▶ **Goal of the exercise**
Give back the entries exactly as they read, leaving each image out.

^^^^^^^^

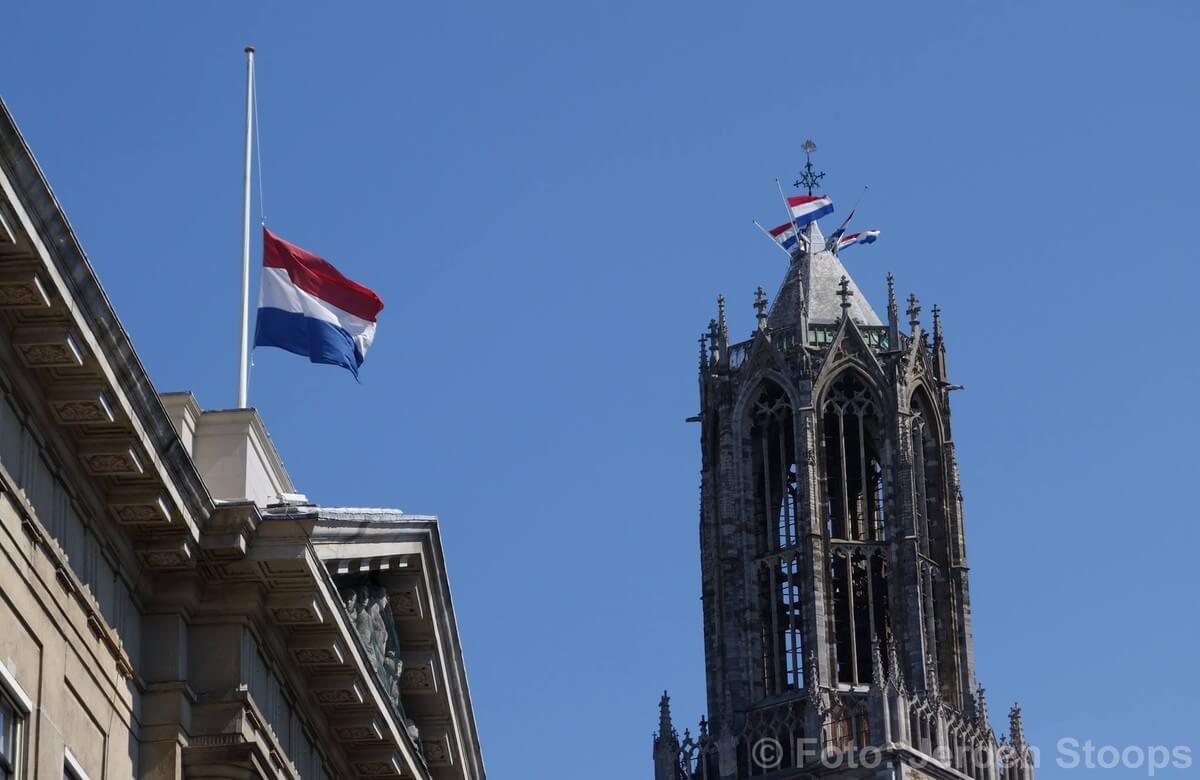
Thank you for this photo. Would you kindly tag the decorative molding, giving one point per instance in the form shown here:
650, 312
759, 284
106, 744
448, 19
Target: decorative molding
337, 689
358, 727
111, 457
47, 347
295, 609
172, 553
22, 289
139, 507
377, 765
317, 649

^^^^^^^^

▶ **Written response**
Thank you for this photo. Would you kindly tag the decorative molding, giving one point per instance in the form shown here:
650, 312
759, 284
106, 744
448, 19
Target: decorative molding
337, 689
358, 727
111, 457
47, 347
295, 609
172, 553
22, 289
139, 507
377, 765
317, 649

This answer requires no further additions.